> Directions:
1. Reproduce the passage of the code review between "That said, I'll" and "any extra arguments).", inclusive.
2. Decide whether each statement agrees with the code review, answering yes or no and quoting the words that settle it: (a) Calling system() makes the supplied argument get parsed as a shell command. (b) The review suggests replacing system() with popen(). (c) The program checks that arguments were supplied before it uses argv[1].

That said, I'll make some observations:

  • We're using argv[1] without checking whether any arguments were supplied (we should test argc >= 2 before using argv[1] - possibly check argc == 2, since we ignore any extra arguments).
  • There's a time-of-check/time-of-use (TOCTOU) race, because we examine the supplied file and later assume the properties haven't changed (we we get to running it).
  • Using system causes the supplied argument to be parsed as a shell command, which will do word splitting, expand variables and globs, and more.
  • Using a shell script from a privileged program is vulnerable to the script being changed between the interpreter being started and it opening the script to read commands (e.g. by switching symlinks).

It's quite easy to exploit this script to execute anything I want on your system, if there's a directory I can write to:

  1. ln -s /bin/true 'ls -l ~root; id; cd; echo rm -rf; true .sh'
    
  2. /some/path/run-as ls*.sh
    

We can avoid using system() (and accept extra arguments if we choose), by using execv() instead:

            if (match && !strcasecmp(match, ".sh"))

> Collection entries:
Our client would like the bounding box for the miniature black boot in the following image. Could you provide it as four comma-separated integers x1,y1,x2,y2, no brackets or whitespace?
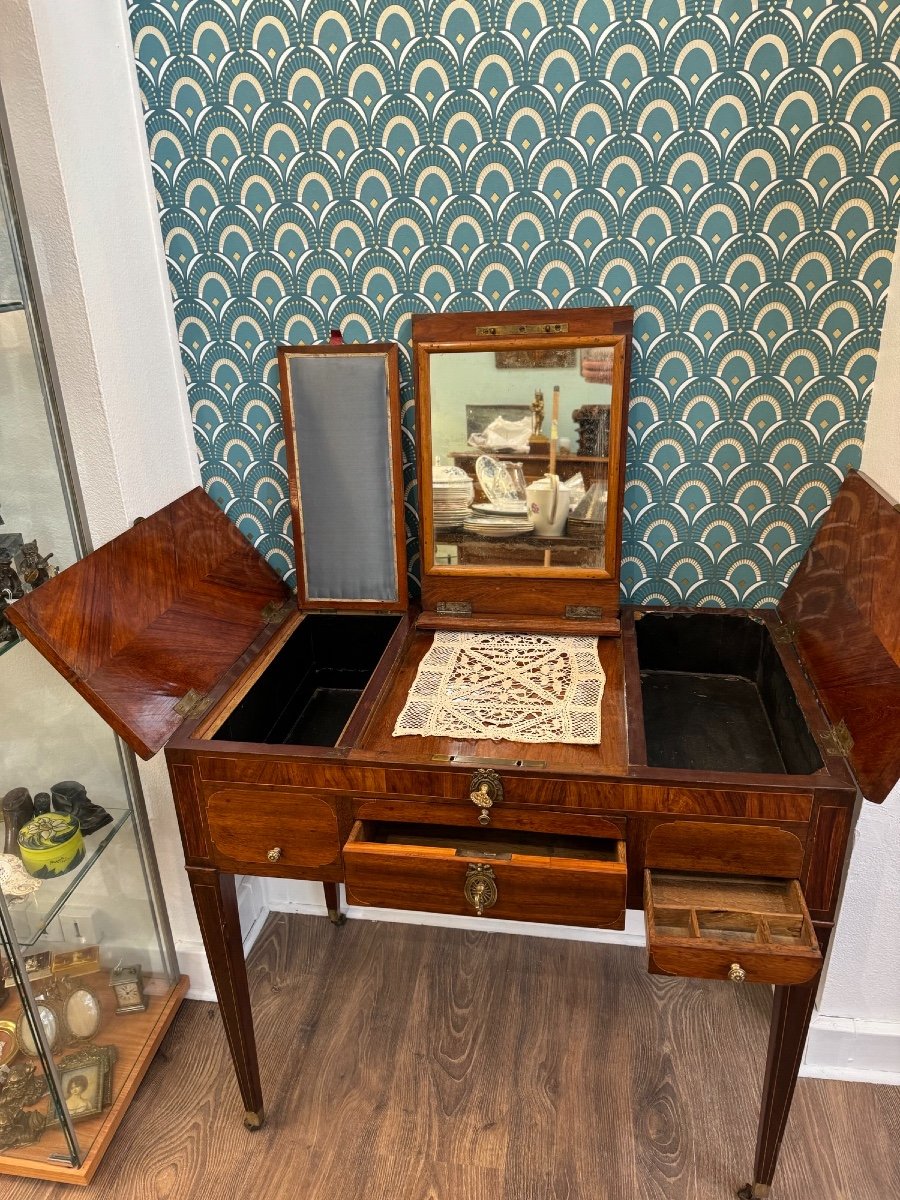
50,779,113,836
0,787,35,854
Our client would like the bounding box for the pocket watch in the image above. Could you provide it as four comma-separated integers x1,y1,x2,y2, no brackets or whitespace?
109,962,150,1013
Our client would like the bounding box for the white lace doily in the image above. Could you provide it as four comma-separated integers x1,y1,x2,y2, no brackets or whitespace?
394,634,606,745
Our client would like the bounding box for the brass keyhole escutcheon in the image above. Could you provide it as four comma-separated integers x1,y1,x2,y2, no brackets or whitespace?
462,863,497,917
469,767,503,824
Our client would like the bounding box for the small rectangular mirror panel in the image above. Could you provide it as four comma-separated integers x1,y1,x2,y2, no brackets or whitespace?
278,346,406,608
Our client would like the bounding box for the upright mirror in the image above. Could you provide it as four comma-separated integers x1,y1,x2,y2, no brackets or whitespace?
278,343,407,611
414,308,626,588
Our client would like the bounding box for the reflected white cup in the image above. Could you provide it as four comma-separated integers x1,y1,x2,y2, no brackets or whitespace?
526,475,571,538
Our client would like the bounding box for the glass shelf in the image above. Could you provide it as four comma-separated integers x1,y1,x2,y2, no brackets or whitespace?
10,809,131,949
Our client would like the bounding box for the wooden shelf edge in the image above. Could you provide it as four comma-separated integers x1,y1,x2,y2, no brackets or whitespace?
0,976,191,1187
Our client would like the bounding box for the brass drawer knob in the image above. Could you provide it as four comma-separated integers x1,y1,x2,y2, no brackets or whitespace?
469,767,503,824
462,863,497,917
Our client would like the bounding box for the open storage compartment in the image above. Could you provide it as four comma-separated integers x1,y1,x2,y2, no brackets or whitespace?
343,821,628,929
644,870,822,984
635,612,822,775
211,613,401,746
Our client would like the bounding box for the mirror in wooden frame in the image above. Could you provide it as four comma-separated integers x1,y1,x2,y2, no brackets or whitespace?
413,308,632,628
278,342,407,611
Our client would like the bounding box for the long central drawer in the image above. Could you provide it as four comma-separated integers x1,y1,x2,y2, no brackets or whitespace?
343,821,628,929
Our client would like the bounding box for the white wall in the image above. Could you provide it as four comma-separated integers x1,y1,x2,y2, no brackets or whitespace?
806,220,900,1082
0,0,209,990
0,0,900,1079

> Solutions to the tasks:
1.
That said, I'll make some observations:

  • We're using argv[1] without checking whether any arguments were supplied (we should test argc >= 2 before using argv[1] - possibly check argc == 2, since we ignore any extra arguments).

2.
(a) Yes: "Using system causes the supplied argument to be parsed as a shell command"
(b) No: "by using execv() instead"
(c) No: "We're using argv[1] without checking whether any arguments were supplied"